Start of Text shown

A week ago this morning, I set myself up on my deck with a cup of coffee, the day’s newspaper, and my computer, thinking I would catch up on the news and do some writing. Then I opened my Facebook feed to find a post that seemed so impossible I thought someone had hacked a friend’s FB page as a prank. I was wrong. As the post reported, the oldest son of dear friends from college was killed at age 20 in a horrific five-car wreck on a highway in Pasadena, CA.
Stunned, I sat and cried. I am not sure how long I sat there. I called my husband (who was driving at the time) and my parents, but no one picked up. At some point I walked into the kitchen, and the next thing I knew I began to clean. Soon it was clear that I was not going to stop until I had dealt with every square inch.
Family members came in for something to eat and then left for various destinations. I found myself alone. I continued to clean, slowly, deliberately. If there were other things I was supposed to be doing that day, they didn’t come to mind. So I didn’t do them.

End of Text shown
Start of Records

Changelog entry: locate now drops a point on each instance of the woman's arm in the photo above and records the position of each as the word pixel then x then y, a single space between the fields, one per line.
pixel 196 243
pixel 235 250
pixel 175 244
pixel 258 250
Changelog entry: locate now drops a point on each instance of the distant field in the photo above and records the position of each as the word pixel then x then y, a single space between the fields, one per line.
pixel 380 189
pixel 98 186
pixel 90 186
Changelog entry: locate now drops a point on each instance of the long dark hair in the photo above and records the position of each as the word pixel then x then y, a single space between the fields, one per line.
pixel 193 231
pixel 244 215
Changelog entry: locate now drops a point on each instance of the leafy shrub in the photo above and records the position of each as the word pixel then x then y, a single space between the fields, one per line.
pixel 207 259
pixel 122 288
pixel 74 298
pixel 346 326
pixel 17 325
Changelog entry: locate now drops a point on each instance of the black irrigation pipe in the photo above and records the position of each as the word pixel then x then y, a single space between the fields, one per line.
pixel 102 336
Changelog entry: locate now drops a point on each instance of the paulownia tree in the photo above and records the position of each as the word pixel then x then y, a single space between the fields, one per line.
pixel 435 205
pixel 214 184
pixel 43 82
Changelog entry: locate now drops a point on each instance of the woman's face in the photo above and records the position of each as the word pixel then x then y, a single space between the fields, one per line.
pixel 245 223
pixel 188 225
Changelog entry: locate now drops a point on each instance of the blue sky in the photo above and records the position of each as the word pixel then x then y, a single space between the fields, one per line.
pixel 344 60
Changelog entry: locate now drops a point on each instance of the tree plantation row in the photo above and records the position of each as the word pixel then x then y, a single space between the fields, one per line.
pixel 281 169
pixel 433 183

End of Records

▶ **Assignment 1**
In the essay, where did the car wreck happen?
▶ **Assignment 2**
List everything the essay says the writer brought out to the deck that morning.
▶ **Assignment 3**
Please repeat the part of the essay starting with "Family members came" and going on through "didn’t do them.".

▶ **Exercise solution 1**
On a highway in Pasadena, CA.

▶ **Exercise solution 2**
A cup of coffee, the day's newspaper, and a computer.

▶ **Exercise solution 3**
Family members came in for something to eat and then left for various destinations. I found myself alone. I continued to clean, slowly, deliberately. If there were other things I was supposed to be doing that day, they didn’t come to mind. So I didn’t do them.